- **Reading text**:
## START

August 1, 2012
Bill Howard

Inside Virttex, Ford’s amazing driver distraction simulator

Cruising the interstate, I glance down to read a text on a mobile phone resting on the console. Hmm, it’s nothing important. I chat with my passenger. Another text flashes, I glance down to read part of it, glance up at the road, glance down again and – OMG! – I’m bearing down on a huge bus, barely moving, just a few car lengths in front of me. I slam on the brakes, as hard and fast as possible, pushing the brake pedal through the firewall… and the last thing I remember is the windshield going blank.

Houston, we have a problem.

The world went blank but I didn’t see angels and harps because the highway and the crash situation were imaginary, created inside Ford’s Virttex (virtual text track experiment cockpit simulator). Functioning much like a simulator for pilots, this domed virtual world on pitching and sliding stilts has been used to test car cockpits and instruments since 2001. It played a role in the development of recent center stacks such as MyFord Touch. In recent years, Ford used Virttex driver distraction research to learn more about what causes driver inattention and what countermeasures Ford can embed into cars to keep people like me from becoming another Darwinian statistic. It also gives Ford a leg up on the competition — Ford says it’s the only automaker in the U.S. with a virtual reality simulator of this magnitude.

## END

- **A block of data**:

## START

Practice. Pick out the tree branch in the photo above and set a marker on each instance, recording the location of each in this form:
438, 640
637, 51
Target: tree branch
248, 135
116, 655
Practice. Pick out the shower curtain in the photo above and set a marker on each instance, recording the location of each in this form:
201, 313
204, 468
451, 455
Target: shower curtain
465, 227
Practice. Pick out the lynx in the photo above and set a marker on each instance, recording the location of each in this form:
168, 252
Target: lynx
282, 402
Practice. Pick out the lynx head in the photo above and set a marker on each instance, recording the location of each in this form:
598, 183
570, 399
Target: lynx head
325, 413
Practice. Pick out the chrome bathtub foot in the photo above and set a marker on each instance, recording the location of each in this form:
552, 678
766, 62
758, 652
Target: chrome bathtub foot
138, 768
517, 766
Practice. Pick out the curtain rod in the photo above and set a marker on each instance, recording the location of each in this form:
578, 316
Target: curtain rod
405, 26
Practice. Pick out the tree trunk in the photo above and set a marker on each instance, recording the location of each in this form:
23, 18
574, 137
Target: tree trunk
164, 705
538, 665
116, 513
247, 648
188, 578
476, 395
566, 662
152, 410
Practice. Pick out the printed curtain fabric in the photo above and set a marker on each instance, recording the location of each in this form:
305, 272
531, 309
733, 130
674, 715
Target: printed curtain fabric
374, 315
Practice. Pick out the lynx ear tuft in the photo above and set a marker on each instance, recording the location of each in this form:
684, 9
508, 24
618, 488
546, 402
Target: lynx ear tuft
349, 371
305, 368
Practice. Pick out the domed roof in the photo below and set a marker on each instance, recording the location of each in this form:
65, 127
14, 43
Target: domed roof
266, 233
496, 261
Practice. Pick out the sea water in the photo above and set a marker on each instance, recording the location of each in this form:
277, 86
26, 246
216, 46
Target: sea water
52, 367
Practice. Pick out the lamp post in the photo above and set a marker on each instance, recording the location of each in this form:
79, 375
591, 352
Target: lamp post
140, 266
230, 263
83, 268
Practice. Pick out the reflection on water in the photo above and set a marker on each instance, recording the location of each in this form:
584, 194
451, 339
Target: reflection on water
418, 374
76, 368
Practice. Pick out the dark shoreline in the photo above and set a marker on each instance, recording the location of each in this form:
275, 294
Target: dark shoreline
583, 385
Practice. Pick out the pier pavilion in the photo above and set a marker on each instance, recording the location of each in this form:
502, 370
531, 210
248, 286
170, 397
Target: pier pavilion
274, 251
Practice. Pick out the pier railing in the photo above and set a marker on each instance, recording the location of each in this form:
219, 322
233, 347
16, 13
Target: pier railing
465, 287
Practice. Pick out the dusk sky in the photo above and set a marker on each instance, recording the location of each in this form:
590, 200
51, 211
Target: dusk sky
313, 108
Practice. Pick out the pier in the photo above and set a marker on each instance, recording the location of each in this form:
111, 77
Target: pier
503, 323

## END

- **Stated problem 1**:
In the Virttex article, since what year has the simulator been used to test car cockpits and instruments?
- **Stated problem 2**:
List each line of the rows that contains the word "post".

- **Written reply 1**:
Since 2001.

- **Written reply 2**:
Practice. Pick out the lamp post in the photo above and set a marker on each instance, recording the location of each in this form:
Target: lamp post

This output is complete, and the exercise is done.